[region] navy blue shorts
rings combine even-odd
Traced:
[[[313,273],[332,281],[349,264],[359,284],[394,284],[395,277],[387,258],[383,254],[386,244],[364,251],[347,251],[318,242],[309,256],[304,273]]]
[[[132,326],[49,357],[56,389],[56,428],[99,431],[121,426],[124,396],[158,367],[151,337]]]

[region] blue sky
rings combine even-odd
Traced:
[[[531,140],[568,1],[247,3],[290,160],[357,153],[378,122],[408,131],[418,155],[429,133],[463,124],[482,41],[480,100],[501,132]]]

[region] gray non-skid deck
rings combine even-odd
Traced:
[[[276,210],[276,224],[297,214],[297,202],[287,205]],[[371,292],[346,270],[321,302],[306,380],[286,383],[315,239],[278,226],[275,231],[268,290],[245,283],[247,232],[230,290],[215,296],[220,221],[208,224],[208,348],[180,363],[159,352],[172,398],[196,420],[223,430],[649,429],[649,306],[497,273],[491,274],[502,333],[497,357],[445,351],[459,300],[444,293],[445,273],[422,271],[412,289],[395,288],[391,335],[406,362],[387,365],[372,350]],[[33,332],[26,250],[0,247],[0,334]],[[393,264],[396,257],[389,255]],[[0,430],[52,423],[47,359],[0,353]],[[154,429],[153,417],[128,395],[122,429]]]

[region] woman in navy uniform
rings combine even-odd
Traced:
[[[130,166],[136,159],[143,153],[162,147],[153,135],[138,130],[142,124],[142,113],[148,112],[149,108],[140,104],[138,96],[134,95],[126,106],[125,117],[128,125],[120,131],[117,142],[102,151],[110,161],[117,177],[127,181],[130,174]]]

WHAT THE TASK REQUIRES: Reproduce every line of all the rows above, including each labeling request, and add -119 to every vertex coordinate in the traced polygon outlines.

ANSWER TO THE PROBLEM:
[region] navy blue shorts
rings combine even-odd
Traced:
[[[194,154],[213,162],[230,145],[240,165],[275,165],[276,158],[268,139],[264,135],[267,125],[245,132],[228,132],[199,123],[190,137],[185,154]]]
[[[13,207],[-70,238],[-63,270],[-63,309],[-20,312],[2,307],[5,277],[39,248],[32,218]]]

[region] blue sky
rings combine even-odd
Traced:
[[[412,21],[449,-118],[128,-116],[171,41],[238,34],[259,3],[289,12],[299,36],[310,14],[344,5],[363,-78],[361,-19],[382,13]]]

[region] gray non-skid deck
rings combine even-odd
Traced:
[[[157,91],[157,105],[178,95],[178,83],[168,86]],[[252,173],[227,151],[202,183],[187,261],[167,264],[196,120],[159,107],[156,112],[149,171],[126,164],[128,113],[111,171],[96,177],[101,102],[89,105],[89,229],[61,244],[40,233],[53,279],[77,301],[104,311],[530,310],[530,187],[378,154],[372,155],[383,214],[378,238],[326,232],[340,181],[325,174],[326,154],[303,152],[293,170],[276,169],[272,216],[287,243],[268,246],[253,231]],[[-86,213],[-93,131],[-119,128],[-119,215]],[[274,145],[277,138],[270,136]],[[-119,311],[-67,304],[-72,240],[-119,234]],[[35,310],[34,298],[9,276],[3,310]]]

[region] woman in navy uniform
rings combine even-odd
Traced:
[[[11,47],[17,40],[24,34],[43,28],[34,16],[19,11],[23,5],[23,-6],[29,-7],[30,-11],[21,-15],[19,-23],[15,-24],[7,-13],[6,-2],[9,6],[1,12],[-2,23],[-17,32],[-9,42],[-2,58],[8,62],[11,55]]]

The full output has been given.